> [About this task]:
Return a copy of every line in the data below that contains "wall".

[Phrase grounding data]

+ + + +

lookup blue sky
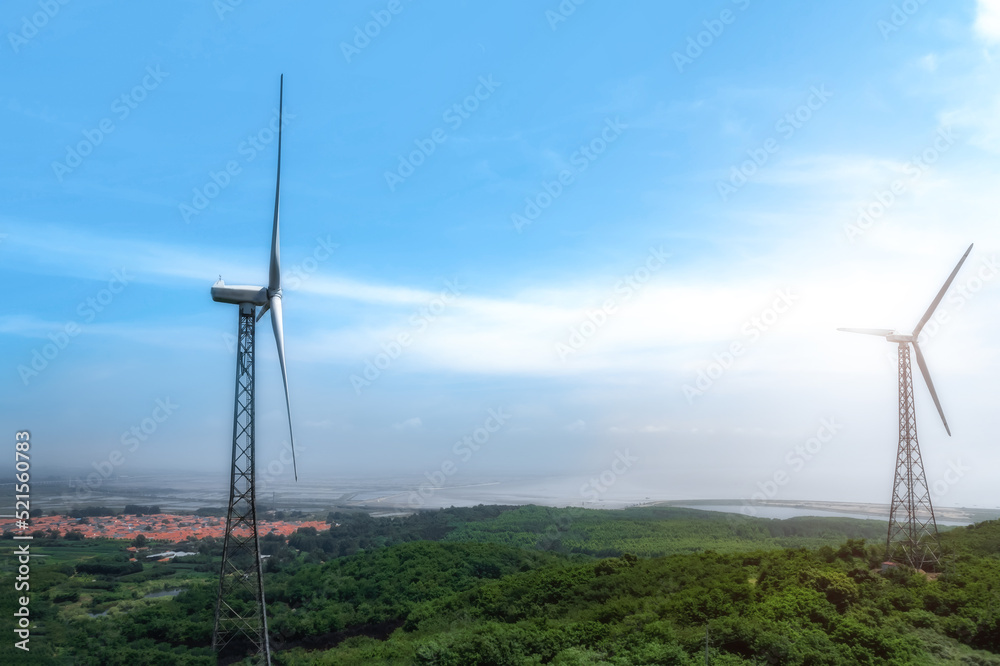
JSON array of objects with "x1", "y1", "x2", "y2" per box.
[{"x1": 3, "y1": 0, "x2": 999, "y2": 508}]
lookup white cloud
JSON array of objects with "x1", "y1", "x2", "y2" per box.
[
  {"x1": 8, "y1": 211, "x2": 996, "y2": 394},
  {"x1": 607, "y1": 424, "x2": 672, "y2": 434},
  {"x1": 393, "y1": 417, "x2": 422, "y2": 430},
  {"x1": 976, "y1": 0, "x2": 1000, "y2": 41},
  {"x1": 0, "y1": 314, "x2": 63, "y2": 337},
  {"x1": 932, "y1": 7, "x2": 1000, "y2": 153}
]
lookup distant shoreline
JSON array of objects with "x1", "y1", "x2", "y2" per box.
[
  {"x1": 650, "y1": 499, "x2": 1000, "y2": 525},
  {"x1": 9, "y1": 499, "x2": 997, "y2": 530},
  {"x1": 6, "y1": 473, "x2": 999, "y2": 525}
]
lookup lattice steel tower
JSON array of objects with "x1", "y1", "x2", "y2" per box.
[
  {"x1": 210, "y1": 76, "x2": 297, "y2": 665},
  {"x1": 886, "y1": 343, "x2": 939, "y2": 570},
  {"x1": 213, "y1": 305, "x2": 271, "y2": 662},
  {"x1": 839, "y1": 243, "x2": 972, "y2": 571}
]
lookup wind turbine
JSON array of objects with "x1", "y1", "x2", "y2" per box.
[
  {"x1": 210, "y1": 75, "x2": 296, "y2": 666},
  {"x1": 839, "y1": 243, "x2": 973, "y2": 571}
]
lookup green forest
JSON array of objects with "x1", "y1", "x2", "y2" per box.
[{"x1": 2, "y1": 505, "x2": 999, "y2": 665}]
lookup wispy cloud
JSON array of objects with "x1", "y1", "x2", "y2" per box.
[
  {"x1": 976, "y1": 0, "x2": 1000, "y2": 41},
  {"x1": 393, "y1": 417, "x2": 422, "y2": 430}
]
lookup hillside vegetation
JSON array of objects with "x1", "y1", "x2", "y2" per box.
[{"x1": 1, "y1": 507, "x2": 997, "y2": 665}]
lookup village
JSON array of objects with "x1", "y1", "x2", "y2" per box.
[{"x1": 1, "y1": 513, "x2": 331, "y2": 543}]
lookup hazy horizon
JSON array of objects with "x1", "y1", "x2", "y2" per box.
[{"x1": 8, "y1": 468, "x2": 1000, "y2": 516}]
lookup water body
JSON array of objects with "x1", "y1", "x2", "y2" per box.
[
  {"x1": 672, "y1": 504, "x2": 972, "y2": 526},
  {"x1": 144, "y1": 588, "x2": 185, "y2": 598},
  {"x1": 30, "y1": 473, "x2": 998, "y2": 525}
]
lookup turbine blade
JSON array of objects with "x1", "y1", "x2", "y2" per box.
[
  {"x1": 837, "y1": 328, "x2": 894, "y2": 337},
  {"x1": 913, "y1": 243, "x2": 974, "y2": 338},
  {"x1": 268, "y1": 75, "x2": 283, "y2": 294},
  {"x1": 912, "y1": 342, "x2": 951, "y2": 436},
  {"x1": 269, "y1": 295, "x2": 298, "y2": 480},
  {"x1": 255, "y1": 300, "x2": 270, "y2": 322}
]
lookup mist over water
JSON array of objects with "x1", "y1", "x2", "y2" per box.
[{"x1": 16, "y1": 471, "x2": 996, "y2": 526}]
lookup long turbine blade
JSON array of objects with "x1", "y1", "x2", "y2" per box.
[
  {"x1": 913, "y1": 243, "x2": 973, "y2": 338},
  {"x1": 268, "y1": 75, "x2": 283, "y2": 294},
  {"x1": 912, "y1": 341, "x2": 951, "y2": 436},
  {"x1": 837, "y1": 328, "x2": 895, "y2": 337},
  {"x1": 269, "y1": 296, "x2": 298, "y2": 479}
]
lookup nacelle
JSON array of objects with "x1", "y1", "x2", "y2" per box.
[{"x1": 211, "y1": 279, "x2": 268, "y2": 306}]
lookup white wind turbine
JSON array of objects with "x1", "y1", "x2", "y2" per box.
[
  {"x1": 838, "y1": 243, "x2": 973, "y2": 570},
  {"x1": 209, "y1": 75, "x2": 296, "y2": 666}
]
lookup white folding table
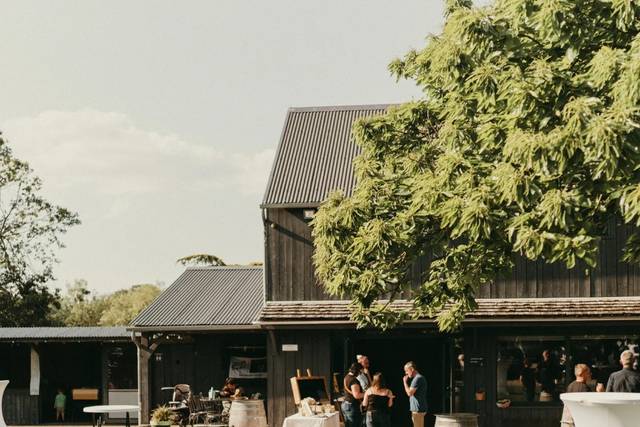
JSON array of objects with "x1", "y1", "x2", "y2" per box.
[{"x1": 84, "y1": 404, "x2": 139, "y2": 427}]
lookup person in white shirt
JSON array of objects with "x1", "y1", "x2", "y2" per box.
[{"x1": 356, "y1": 354, "x2": 373, "y2": 391}]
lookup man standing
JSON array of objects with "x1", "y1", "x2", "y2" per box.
[
  {"x1": 561, "y1": 364, "x2": 592, "y2": 426},
  {"x1": 356, "y1": 354, "x2": 372, "y2": 391},
  {"x1": 606, "y1": 350, "x2": 640, "y2": 392},
  {"x1": 403, "y1": 361, "x2": 427, "y2": 427},
  {"x1": 538, "y1": 349, "x2": 561, "y2": 401}
]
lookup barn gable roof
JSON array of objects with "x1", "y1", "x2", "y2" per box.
[
  {"x1": 130, "y1": 266, "x2": 263, "y2": 331},
  {"x1": 261, "y1": 105, "x2": 390, "y2": 208}
]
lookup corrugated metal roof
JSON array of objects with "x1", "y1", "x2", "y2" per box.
[
  {"x1": 258, "y1": 297, "x2": 640, "y2": 324},
  {"x1": 130, "y1": 266, "x2": 264, "y2": 329},
  {"x1": 0, "y1": 327, "x2": 130, "y2": 342},
  {"x1": 261, "y1": 105, "x2": 390, "y2": 208}
]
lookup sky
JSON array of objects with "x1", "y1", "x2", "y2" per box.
[{"x1": 0, "y1": 0, "x2": 447, "y2": 294}]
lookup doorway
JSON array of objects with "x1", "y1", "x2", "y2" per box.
[
  {"x1": 39, "y1": 343, "x2": 102, "y2": 423},
  {"x1": 353, "y1": 336, "x2": 446, "y2": 427}
]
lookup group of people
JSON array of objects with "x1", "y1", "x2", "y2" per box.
[
  {"x1": 341, "y1": 355, "x2": 428, "y2": 427},
  {"x1": 518, "y1": 349, "x2": 564, "y2": 401},
  {"x1": 561, "y1": 350, "x2": 640, "y2": 426}
]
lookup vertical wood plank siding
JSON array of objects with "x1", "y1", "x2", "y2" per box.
[
  {"x1": 267, "y1": 208, "x2": 640, "y2": 301},
  {"x1": 4, "y1": 389, "x2": 39, "y2": 425},
  {"x1": 266, "y1": 208, "x2": 336, "y2": 301},
  {"x1": 267, "y1": 331, "x2": 332, "y2": 427}
]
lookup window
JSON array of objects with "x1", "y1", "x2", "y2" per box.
[
  {"x1": 571, "y1": 336, "x2": 640, "y2": 388},
  {"x1": 497, "y1": 337, "x2": 567, "y2": 404},
  {"x1": 107, "y1": 345, "x2": 137, "y2": 389},
  {"x1": 497, "y1": 335, "x2": 640, "y2": 405},
  {"x1": 451, "y1": 338, "x2": 465, "y2": 412}
]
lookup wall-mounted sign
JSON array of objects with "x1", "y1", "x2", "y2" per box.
[
  {"x1": 229, "y1": 356, "x2": 267, "y2": 378},
  {"x1": 282, "y1": 344, "x2": 298, "y2": 352},
  {"x1": 469, "y1": 357, "x2": 485, "y2": 367}
]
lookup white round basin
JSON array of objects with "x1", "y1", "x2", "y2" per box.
[
  {"x1": 0, "y1": 380, "x2": 8, "y2": 427},
  {"x1": 561, "y1": 392, "x2": 640, "y2": 427}
]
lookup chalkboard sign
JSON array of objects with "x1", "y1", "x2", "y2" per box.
[{"x1": 290, "y1": 376, "x2": 330, "y2": 404}]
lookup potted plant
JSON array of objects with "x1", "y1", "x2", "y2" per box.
[{"x1": 150, "y1": 405, "x2": 173, "y2": 427}]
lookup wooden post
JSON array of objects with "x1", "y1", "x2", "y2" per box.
[
  {"x1": 133, "y1": 333, "x2": 166, "y2": 425},
  {"x1": 133, "y1": 334, "x2": 157, "y2": 426}
]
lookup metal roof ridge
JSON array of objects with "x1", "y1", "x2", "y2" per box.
[
  {"x1": 184, "y1": 265, "x2": 263, "y2": 270},
  {"x1": 288, "y1": 104, "x2": 394, "y2": 113}
]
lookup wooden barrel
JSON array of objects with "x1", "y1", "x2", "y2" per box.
[
  {"x1": 434, "y1": 413, "x2": 479, "y2": 427},
  {"x1": 228, "y1": 399, "x2": 267, "y2": 427},
  {"x1": 539, "y1": 391, "x2": 553, "y2": 402}
]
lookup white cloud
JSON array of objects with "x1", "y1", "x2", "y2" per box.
[
  {"x1": 0, "y1": 109, "x2": 275, "y2": 292},
  {"x1": 1, "y1": 109, "x2": 275, "y2": 201}
]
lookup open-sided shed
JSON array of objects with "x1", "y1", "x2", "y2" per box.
[{"x1": 0, "y1": 326, "x2": 136, "y2": 425}]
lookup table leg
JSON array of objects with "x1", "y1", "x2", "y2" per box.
[
  {"x1": 92, "y1": 413, "x2": 96, "y2": 427},
  {"x1": 126, "y1": 411, "x2": 130, "y2": 427}
]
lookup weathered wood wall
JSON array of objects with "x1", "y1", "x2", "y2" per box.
[
  {"x1": 266, "y1": 208, "x2": 640, "y2": 301},
  {"x1": 463, "y1": 327, "x2": 566, "y2": 427},
  {"x1": 4, "y1": 389, "x2": 39, "y2": 425},
  {"x1": 266, "y1": 330, "x2": 332, "y2": 427},
  {"x1": 266, "y1": 208, "x2": 335, "y2": 301},
  {"x1": 149, "y1": 333, "x2": 266, "y2": 409}
]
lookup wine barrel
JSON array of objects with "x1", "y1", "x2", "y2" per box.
[
  {"x1": 434, "y1": 413, "x2": 479, "y2": 427},
  {"x1": 228, "y1": 399, "x2": 267, "y2": 427},
  {"x1": 539, "y1": 391, "x2": 554, "y2": 402}
]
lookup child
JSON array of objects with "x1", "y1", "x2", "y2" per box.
[{"x1": 54, "y1": 389, "x2": 66, "y2": 422}]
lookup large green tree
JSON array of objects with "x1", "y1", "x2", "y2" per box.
[
  {"x1": 53, "y1": 281, "x2": 163, "y2": 326},
  {"x1": 0, "y1": 134, "x2": 79, "y2": 326},
  {"x1": 313, "y1": 0, "x2": 640, "y2": 331},
  {"x1": 99, "y1": 284, "x2": 162, "y2": 326}
]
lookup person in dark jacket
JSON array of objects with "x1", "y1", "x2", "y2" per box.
[
  {"x1": 606, "y1": 350, "x2": 640, "y2": 392},
  {"x1": 342, "y1": 363, "x2": 365, "y2": 427}
]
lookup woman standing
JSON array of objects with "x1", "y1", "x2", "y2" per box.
[
  {"x1": 342, "y1": 363, "x2": 364, "y2": 427},
  {"x1": 363, "y1": 373, "x2": 394, "y2": 427}
]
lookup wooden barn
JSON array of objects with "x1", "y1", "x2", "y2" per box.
[
  {"x1": 0, "y1": 327, "x2": 136, "y2": 425},
  {"x1": 130, "y1": 266, "x2": 266, "y2": 425},
  {"x1": 257, "y1": 104, "x2": 640, "y2": 427}
]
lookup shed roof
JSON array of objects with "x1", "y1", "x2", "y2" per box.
[
  {"x1": 258, "y1": 297, "x2": 640, "y2": 325},
  {"x1": 130, "y1": 266, "x2": 264, "y2": 331},
  {"x1": 0, "y1": 326, "x2": 130, "y2": 342},
  {"x1": 261, "y1": 105, "x2": 390, "y2": 208}
]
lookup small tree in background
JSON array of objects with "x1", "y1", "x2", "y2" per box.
[
  {"x1": 177, "y1": 254, "x2": 226, "y2": 267},
  {"x1": 99, "y1": 284, "x2": 162, "y2": 326},
  {"x1": 313, "y1": 0, "x2": 640, "y2": 331}
]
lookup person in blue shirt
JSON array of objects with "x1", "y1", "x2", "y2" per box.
[{"x1": 403, "y1": 361, "x2": 428, "y2": 427}]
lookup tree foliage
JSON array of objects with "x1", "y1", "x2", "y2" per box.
[
  {"x1": 52, "y1": 279, "x2": 108, "y2": 326},
  {"x1": 0, "y1": 134, "x2": 79, "y2": 326},
  {"x1": 54, "y1": 280, "x2": 162, "y2": 326},
  {"x1": 313, "y1": 0, "x2": 640, "y2": 331},
  {"x1": 99, "y1": 284, "x2": 162, "y2": 326}
]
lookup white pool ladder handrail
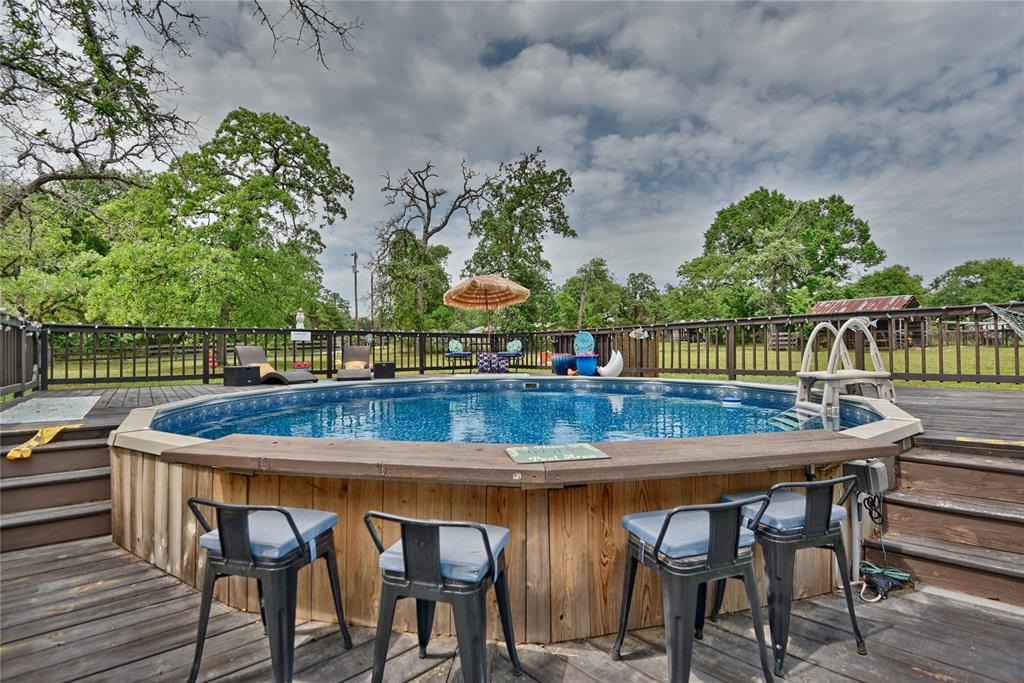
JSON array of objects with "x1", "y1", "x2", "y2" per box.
[{"x1": 795, "y1": 317, "x2": 896, "y2": 423}]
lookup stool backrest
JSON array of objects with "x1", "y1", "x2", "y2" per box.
[
  {"x1": 364, "y1": 511, "x2": 496, "y2": 587},
  {"x1": 188, "y1": 497, "x2": 307, "y2": 566},
  {"x1": 654, "y1": 496, "x2": 769, "y2": 569},
  {"x1": 759, "y1": 475, "x2": 858, "y2": 536}
]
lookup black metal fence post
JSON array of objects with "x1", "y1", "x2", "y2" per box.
[
  {"x1": 202, "y1": 332, "x2": 210, "y2": 384},
  {"x1": 39, "y1": 328, "x2": 49, "y2": 391},
  {"x1": 418, "y1": 333, "x2": 427, "y2": 374},
  {"x1": 726, "y1": 324, "x2": 737, "y2": 381}
]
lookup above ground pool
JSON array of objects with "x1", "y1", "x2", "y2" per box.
[{"x1": 151, "y1": 378, "x2": 882, "y2": 444}]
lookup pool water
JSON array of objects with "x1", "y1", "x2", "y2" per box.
[{"x1": 183, "y1": 387, "x2": 800, "y2": 444}]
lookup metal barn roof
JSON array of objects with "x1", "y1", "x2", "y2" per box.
[{"x1": 810, "y1": 295, "x2": 919, "y2": 315}]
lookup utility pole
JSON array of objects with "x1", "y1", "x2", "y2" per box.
[
  {"x1": 351, "y1": 252, "x2": 359, "y2": 331},
  {"x1": 369, "y1": 268, "x2": 375, "y2": 331}
]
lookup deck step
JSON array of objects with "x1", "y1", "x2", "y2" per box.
[
  {"x1": 0, "y1": 467, "x2": 111, "y2": 514},
  {"x1": 884, "y1": 490, "x2": 1024, "y2": 554},
  {"x1": 899, "y1": 448, "x2": 1024, "y2": 503},
  {"x1": 913, "y1": 434, "x2": 1024, "y2": 458},
  {"x1": 865, "y1": 533, "x2": 1024, "y2": 606},
  {"x1": 0, "y1": 500, "x2": 112, "y2": 552},
  {"x1": 0, "y1": 424, "x2": 117, "y2": 449},
  {"x1": 0, "y1": 438, "x2": 111, "y2": 479}
]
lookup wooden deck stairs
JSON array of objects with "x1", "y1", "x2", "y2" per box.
[
  {"x1": 866, "y1": 437, "x2": 1024, "y2": 606},
  {"x1": 0, "y1": 423, "x2": 116, "y2": 551}
]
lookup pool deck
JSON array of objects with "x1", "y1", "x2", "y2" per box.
[{"x1": 2, "y1": 536, "x2": 1021, "y2": 683}]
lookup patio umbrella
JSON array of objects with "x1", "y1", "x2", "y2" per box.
[{"x1": 444, "y1": 274, "x2": 530, "y2": 347}]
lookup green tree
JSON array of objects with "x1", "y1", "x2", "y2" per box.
[
  {"x1": 463, "y1": 148, "x2": 575, "y2": 330},
  {"x1": 554, "y1": 258, "x2": 625, "y2": 328},
  {"x1": 679, "y1": 188, "x2": 885, "y2": 316},
  {"x1": 372, "y1": 225, "x2": 454, "y2": 331},
  {"x1": 87, "y1": 108, "x2": 353, "y2": 326},
  {"x1": 0, "y1": 180, "x2": 121, "y2": 321},
  {"x1": 664, "y1": 253, "x2": 756, "y2": 321},
  {"x1": 621, "y1": 272, "x2": 661, "y2": 324},
  {"x1": 380, "y1": 161, "x2": 494, "y2": 326},
  {"x1": 1, "y1": 0, "x2": 360, "y2": 228},
  {"x1": 926, "y1": 259, "x2": 1024, "y2": 306},
  {"x1": 306, "y1": 291, "x2": 354, "y2": 329},
  {"x1": 845, "y1": 265, "x2": 926, "y2": 300}
]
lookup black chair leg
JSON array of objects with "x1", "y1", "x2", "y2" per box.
[
  {"x1": 264, "y1": 569, "x2": 298, "y2": 683},
  {"x1": 763, "y1": 541, "x2": 796, "y2": 677},
  {"x1": 710, "y1": 577, "x2": 727, "y2": 621},
  {"x1": 452, "y1": 590, "x2": 489, "y2": 683},
  {"x1": 695, "y1": 582, "x2": 707, "y2": 640},
  {"x1": 494, "y1": 566, "x2": 523, "y2": 675},
  {"x1": 832, "y1": 541, "x2": 867, "y2": 655},
  {"x1": 257, "y1": 578, "x2": 267, "y2": 635},
  {"x1": 415, "y1": 599, "x2": 436, "y2": 658},
  {"x1": 611, "y1": 552, "x2": 639, "y2": 660},
  {"x1": 323, "y1": 544, "x2": 353, "y2": 649},
  {"x1": 741, "y1": 563, "x2": 775, "y2": 683},
  {"x1": 662, "y1": 575, "x2": 700, "y2": 683},
  {"x1": 187, "y1": 565, "x2": 218, "y2": 683},
  {"x1": 371, "y1": 583, "x2": 399, "y2": 683}
]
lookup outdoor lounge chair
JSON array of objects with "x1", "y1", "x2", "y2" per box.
[
  {"x1": 495, "y1": 339, "x2": 523, "y2": 371},
  {"x1": 234, "y1": 345, "x2": 318, "y2": 385},
  {"x1": 443, "y1": 339, "x2": 473, "y2": 374},
  {"x1": 335, "y1": 345, "x2": 373, "y2": 381}
]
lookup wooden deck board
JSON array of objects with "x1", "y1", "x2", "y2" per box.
[{"x1": 2, "y1": 538, "x2": 1021, "y2": 683}]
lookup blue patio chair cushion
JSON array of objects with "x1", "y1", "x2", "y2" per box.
[
  {"x1": 720, "y1": 490, "x2": 847, "y2": 532},
  {"x1": 199, "y1": 507, "x2": 337, "y2": 560},
  {"x1": 621, "y1": 509, "x2": 755, "y2": 559},
  {"x1": 379, "y1": 523, "x2": 509, "y2": 583}
]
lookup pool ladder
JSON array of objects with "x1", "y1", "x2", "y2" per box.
[{"x1": 793, "y1": 317, "x2": 897, "y2": 424}]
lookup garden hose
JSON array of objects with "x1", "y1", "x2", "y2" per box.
[{"x1": 858, "y1": 560, "x2": 911, "y2": 602}]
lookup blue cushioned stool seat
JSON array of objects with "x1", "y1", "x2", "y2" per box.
[
  {"x1": 444, "y1": 352, "x2": 473, "y2": 358},
  {"x1": 199, "y1": 507, "x2": 337, "y2": 559},
  {"x1": 622, "y1": 509, "x2": 756, "y2": 559},
  {"x1": 721, "y1": 490, "x2": 846, "y2": 532},
  {"x1": 379, "y1": 523, "x2": 509, "y2": 583}
]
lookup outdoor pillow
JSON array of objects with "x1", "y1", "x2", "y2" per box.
[
  {"x1": 622, "y1": 509, "x2": 756, "y2": 559},
  {"x1": 449, "y1": 339, "x2": 464, "y2": 353},
  {"x1": 720, "y1": 489, "x2": 847, "y2": 532},
  {"x1": 248, "y1": 362, "x2": 275, "y2": 378},
  {"x1": 344, "y1": 360, "x2": 367, "y2": 370},
  {"x1": 379, "y1": 523, "x2": 509, "y2": 583},
  {"x1": 506, "y1": 339, "x2": 523, "y2": 353},
  {"x1": 199, "y1": 507, "x2": 337, "y2": 560}
]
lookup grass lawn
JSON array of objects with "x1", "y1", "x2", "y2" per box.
[{"x1": 33, "y1": 341, "x2": 1022, "y2": 391}]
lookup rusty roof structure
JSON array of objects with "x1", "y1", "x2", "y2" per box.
[{"x1": 810, "y1": 295, "x2": 919, "y2": 315}]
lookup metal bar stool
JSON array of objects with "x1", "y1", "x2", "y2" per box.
[
  {"x1": 363, "y1": 511, "x2": 523, "y2": 683},
  {"x1": 187, "y1": 498, "x2": 353, "y2": 683},
  {"x1": 710, "y1": 475, "x2": 866, "y2": 676},
  {"x1": 611, "y1": 496, "x2": 776, "y2": 682}
]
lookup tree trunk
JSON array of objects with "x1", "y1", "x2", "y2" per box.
[{"x1": 576, "y1": 280, "x2": 588, "y2": 329}]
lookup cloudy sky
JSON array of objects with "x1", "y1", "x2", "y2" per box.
[{"x1": 166, "y1": 1, "x2": 1024, "y2": 306}]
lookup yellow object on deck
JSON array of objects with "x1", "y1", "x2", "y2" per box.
[{"x1": 5, "y1": 424, "x2": 81, "y2": 460}]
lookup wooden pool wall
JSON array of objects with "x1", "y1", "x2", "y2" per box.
[{"x1": 111, "y1": 446, "x2": 840, "y2": 645}]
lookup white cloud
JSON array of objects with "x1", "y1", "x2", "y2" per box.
[{"x1": 149, "y1": 0, "x2": 1021, "y2": 307}]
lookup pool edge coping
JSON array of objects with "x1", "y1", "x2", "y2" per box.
[{"x1": 109, "y1": 374, "x2": 923, "y2": 456}]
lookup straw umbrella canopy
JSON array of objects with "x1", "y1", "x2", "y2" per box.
[{"x1": 444, "y1": 274, "x2": 530, "y2": 346}]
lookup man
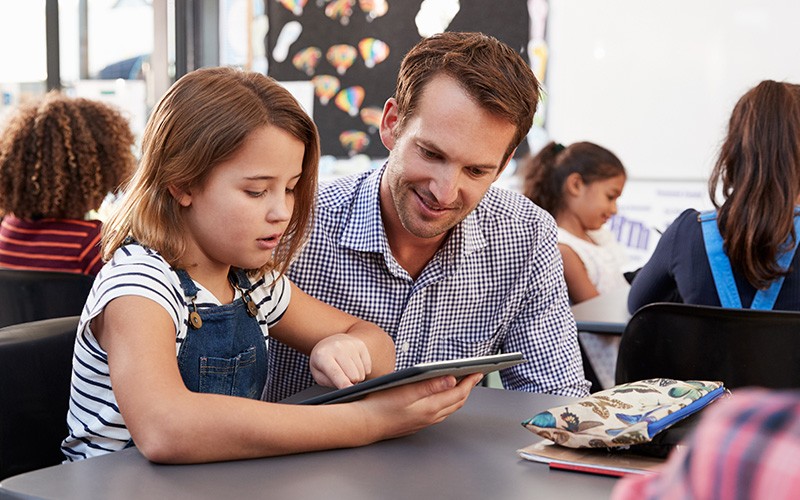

+ + + +

> [The answer]:
lookup wall-mounted sign
lookup weathered wood wall
lookup wooden pool wall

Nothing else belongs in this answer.